• Problem details: Collect every line in the records below that contains the string "leaves". Letter case matters.

Records of position annotations:
--------------------------------
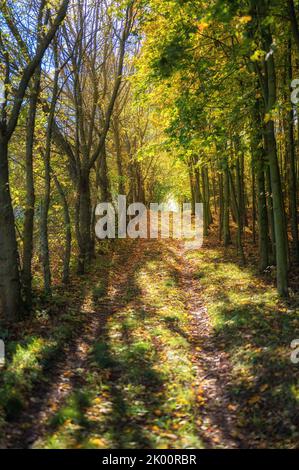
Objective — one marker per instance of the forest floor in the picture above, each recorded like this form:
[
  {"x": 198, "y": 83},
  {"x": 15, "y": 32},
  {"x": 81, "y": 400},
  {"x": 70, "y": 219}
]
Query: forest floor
[{"x": 155, "y": 348}]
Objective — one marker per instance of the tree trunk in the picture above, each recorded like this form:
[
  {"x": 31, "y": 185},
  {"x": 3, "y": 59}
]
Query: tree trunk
[
  {"x": 226, "y": 203},
  {"x": 10, "y": 287},
  {"x": 30, "y": 194}
]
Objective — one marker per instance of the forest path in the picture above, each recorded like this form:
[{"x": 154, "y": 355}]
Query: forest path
[{"x": 142, "y": 369}]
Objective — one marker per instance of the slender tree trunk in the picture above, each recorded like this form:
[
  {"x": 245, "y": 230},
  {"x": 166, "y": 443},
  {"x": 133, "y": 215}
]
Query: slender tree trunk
[
  {"x": 68, "y": 232},
  {"x": 84, "y": 206},
  {"x": 292, "y": 168},
  {"x": 30, "y": 194},
  {"x": 226, "y": 204},
  {"x": 239, "y": 220},
  {"x": 10, "y": 286}
]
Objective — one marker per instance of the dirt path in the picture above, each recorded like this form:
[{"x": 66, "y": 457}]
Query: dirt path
[
  {"x": 217, "y": 422},
  {"x": 129, "y": 359}
]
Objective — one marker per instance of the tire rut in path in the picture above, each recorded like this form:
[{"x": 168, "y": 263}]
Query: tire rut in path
[{"x": 216, "y": 423}]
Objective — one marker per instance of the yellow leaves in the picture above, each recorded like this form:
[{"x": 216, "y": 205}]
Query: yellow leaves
[
  {"x": 245, "y": 19},
  {"x": 98, "y": 443},
  {"x": 200, "y": 397},
  {"x": 202, "y": 26},
  {"x": 257, "y": 56},
  {"x": 155, "y": 429},
  {"x": 231, "y": 407},
  {"x": 254, "y": 400}
]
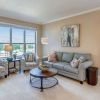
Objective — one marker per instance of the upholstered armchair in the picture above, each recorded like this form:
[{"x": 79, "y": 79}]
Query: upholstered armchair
[
  {"x": 3, "y": 68},
  {"x": 31, "y": 61}
]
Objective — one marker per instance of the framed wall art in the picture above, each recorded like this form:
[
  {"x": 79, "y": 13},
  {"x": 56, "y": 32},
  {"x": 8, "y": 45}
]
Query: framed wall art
[{"x": 70, "y": 36}]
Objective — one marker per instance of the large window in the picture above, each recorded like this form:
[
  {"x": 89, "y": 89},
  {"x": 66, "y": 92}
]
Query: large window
[{"x": 22, "y": 40}]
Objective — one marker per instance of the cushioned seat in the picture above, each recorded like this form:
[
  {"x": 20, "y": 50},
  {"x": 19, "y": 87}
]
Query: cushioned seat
[
  {"x": 59, "y": 65},
  {"x": 68, "y": 68},
  {"x": 49, "y": 64},
  {"x": 30, "y": 64}
]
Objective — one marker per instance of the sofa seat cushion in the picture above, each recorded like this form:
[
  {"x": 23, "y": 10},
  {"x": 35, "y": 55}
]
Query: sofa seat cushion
[
  {"x": 68, "y": 68},
  {"x": 67, "y": 57},
  {"x": 59, "y": 65},
  {"x": 49, "y": 64}
]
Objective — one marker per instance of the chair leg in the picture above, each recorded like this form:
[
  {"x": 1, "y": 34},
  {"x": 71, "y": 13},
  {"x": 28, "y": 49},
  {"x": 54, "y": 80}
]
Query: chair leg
[
  {"x": 81, "y": 82},
  {"x": 5, "y": 76}
]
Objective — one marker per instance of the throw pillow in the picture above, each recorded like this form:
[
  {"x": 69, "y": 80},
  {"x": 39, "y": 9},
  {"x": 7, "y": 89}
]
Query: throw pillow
[
  {"x": 29, "y": 57},
  {"x": 74, "y": 63},
  {"x": 82, "y": 59},
  {"x": 52, "y": 57}
]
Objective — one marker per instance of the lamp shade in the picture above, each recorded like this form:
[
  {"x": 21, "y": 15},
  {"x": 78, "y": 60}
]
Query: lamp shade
[
  {"x": 8, "y": 48},
  {"x": 44, "y": 40}
]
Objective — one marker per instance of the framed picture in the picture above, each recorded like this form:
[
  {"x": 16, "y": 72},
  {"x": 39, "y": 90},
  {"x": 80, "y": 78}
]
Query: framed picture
[{"x": 70, "y": 36}]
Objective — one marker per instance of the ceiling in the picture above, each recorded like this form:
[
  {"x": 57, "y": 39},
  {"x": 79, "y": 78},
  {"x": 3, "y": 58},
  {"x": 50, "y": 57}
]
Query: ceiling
[{"x": 44, "y": 11}]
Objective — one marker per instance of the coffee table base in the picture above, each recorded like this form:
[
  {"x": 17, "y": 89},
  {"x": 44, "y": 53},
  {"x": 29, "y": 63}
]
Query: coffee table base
[{"x": 43, "y": 83}]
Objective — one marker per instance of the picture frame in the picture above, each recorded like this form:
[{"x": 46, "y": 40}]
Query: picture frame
[{"x": 70, "y": 36}]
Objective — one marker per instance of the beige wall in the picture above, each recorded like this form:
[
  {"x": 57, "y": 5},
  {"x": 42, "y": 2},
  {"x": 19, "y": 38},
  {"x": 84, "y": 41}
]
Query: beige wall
[
  {"x": 89, "y": 35},
  {"x": 26, "y": 24}
]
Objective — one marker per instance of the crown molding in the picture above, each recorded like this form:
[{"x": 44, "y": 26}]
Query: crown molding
[{"x": 73, "y": 15}]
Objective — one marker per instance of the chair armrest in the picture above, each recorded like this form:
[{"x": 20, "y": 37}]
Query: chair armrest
[{"x": 82, "y": 69}]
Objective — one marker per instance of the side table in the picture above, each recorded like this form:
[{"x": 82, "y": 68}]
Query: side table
[
  {"x": 14, "y": 67},
  {"x": 92, "y": 75}
]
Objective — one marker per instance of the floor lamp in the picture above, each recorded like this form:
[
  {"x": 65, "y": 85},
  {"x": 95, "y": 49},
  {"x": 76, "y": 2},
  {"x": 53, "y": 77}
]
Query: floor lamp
[{"x": 44, "y": 41}]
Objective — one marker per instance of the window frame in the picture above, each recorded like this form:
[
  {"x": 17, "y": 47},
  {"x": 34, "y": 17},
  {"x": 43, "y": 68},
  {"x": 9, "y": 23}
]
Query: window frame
[{"x": 24, "y": 37}]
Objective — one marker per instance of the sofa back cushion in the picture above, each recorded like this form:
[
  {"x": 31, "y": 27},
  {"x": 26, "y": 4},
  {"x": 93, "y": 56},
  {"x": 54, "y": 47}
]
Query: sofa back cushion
[
  {"x": 67, "y": 57},
  {"x": 29, "y": 57},
  {"x": 52, "y": 57},
  {"x": 86, "y": 56},
  {"x": 59, "y": 56}
]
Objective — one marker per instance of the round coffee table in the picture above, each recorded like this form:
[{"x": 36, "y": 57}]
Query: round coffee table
[{"x": 43, "y": 80}]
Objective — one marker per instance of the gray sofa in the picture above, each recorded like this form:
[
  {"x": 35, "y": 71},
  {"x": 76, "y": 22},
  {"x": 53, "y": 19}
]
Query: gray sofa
[{"x": 64, "y": 68}]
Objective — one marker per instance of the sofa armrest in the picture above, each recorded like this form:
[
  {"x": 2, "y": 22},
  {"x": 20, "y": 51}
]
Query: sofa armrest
[{"x": 82, "y": 69}]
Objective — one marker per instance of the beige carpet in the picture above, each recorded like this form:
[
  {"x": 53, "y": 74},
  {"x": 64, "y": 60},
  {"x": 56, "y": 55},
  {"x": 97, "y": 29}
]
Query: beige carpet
[{"x": 17, "y": 87}]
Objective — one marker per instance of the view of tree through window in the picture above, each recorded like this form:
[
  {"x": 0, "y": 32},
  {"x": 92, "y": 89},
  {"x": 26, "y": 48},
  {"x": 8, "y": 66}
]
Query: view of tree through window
[{"x": 22, "y": 40}]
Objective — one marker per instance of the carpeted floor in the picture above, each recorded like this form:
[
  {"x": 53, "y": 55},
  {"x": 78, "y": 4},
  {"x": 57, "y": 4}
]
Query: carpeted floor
[{"x": 17, "y": 87}]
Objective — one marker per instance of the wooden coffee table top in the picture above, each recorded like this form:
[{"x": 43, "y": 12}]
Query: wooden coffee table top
[{"x": 36, "y": 72}]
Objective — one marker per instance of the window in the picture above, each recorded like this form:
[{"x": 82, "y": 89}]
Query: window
[
  {"x": 4, "y": 39},
  {"x": 30, "y": 41},
  {"x": 17, "y": 35},
  {"x": 22, "y": 40}
]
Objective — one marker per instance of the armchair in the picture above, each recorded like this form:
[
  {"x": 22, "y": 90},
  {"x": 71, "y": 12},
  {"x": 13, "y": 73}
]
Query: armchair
[{"x": 31, "y": 60}]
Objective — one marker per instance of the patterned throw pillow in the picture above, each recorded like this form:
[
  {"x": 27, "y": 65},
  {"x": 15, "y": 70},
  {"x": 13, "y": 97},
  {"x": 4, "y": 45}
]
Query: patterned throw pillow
[
  {"x": 82, "y": 59},
  {"x": 29, "y": 57},
  {"x": 74, "y": 63},
  {"x": 52, "y": 57}
]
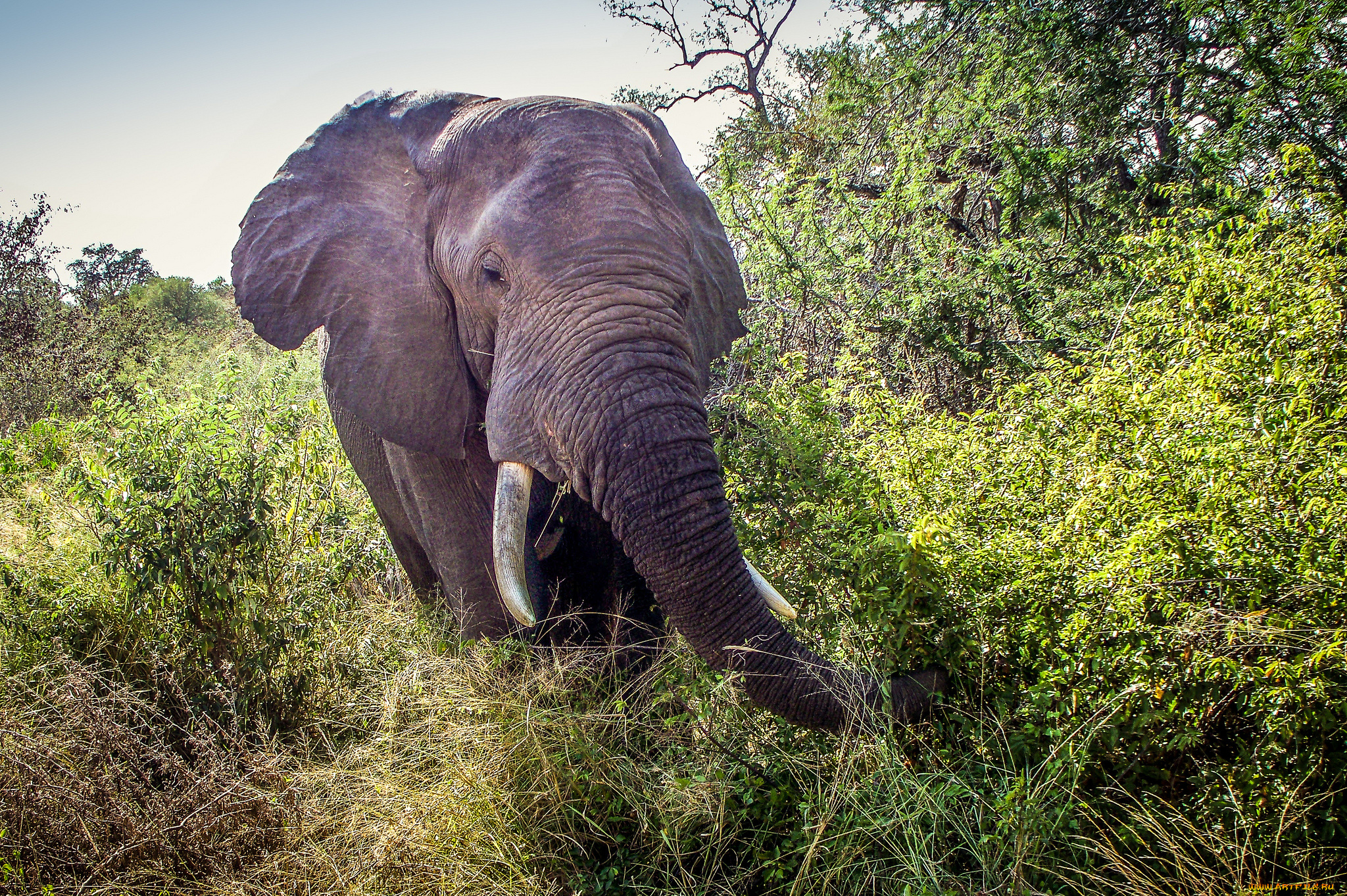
--------------------------------
• Answer below:
Objective — one marker per instance of the yellow leaves in the picture above, each recorded like this form:
Query: yellow leaves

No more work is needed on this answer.